AIM OF THE TASK: In the entries below, find each line with the word "seated" and return it.

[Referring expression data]

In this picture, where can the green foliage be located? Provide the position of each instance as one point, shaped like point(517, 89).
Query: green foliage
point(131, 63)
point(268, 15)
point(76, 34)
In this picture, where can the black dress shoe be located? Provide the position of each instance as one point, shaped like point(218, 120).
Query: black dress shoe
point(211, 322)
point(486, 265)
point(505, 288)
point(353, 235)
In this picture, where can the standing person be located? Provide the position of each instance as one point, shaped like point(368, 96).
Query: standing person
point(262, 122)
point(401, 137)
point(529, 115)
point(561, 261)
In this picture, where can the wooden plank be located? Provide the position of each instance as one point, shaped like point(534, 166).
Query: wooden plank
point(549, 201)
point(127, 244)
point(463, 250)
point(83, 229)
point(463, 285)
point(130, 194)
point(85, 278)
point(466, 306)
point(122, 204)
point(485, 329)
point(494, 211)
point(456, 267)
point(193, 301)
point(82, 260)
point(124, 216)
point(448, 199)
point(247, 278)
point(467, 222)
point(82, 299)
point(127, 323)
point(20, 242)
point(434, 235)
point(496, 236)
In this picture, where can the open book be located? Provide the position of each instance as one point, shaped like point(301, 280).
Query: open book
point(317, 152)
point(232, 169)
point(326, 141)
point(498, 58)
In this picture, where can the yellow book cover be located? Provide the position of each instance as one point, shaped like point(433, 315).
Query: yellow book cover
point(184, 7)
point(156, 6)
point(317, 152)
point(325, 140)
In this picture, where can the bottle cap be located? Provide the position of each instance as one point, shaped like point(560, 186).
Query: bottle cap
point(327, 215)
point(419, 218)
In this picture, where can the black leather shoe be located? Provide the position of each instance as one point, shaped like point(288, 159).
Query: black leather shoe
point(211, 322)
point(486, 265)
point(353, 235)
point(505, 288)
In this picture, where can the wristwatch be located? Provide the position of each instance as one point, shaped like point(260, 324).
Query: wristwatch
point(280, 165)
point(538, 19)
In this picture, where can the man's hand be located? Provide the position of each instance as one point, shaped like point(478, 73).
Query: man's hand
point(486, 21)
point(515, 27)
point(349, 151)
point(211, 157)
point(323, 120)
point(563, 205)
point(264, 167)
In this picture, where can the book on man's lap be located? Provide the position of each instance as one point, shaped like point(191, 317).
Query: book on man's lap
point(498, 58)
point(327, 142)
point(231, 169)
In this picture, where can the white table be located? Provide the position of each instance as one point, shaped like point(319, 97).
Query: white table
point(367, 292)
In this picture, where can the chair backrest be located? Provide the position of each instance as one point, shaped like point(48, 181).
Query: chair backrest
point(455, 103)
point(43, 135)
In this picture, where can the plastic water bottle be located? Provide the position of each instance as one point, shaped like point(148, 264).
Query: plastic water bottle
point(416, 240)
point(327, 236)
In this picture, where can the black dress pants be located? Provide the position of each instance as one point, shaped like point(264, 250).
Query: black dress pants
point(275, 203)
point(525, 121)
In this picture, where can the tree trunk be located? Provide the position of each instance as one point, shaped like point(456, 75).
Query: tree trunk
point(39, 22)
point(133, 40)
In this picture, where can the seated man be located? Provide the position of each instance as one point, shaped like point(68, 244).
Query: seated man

EXPECTED ANSWER:
In this picture, where can the seated man be located? Provide the position of each instance as one point, shaped like point(68, 244).
Query: seated man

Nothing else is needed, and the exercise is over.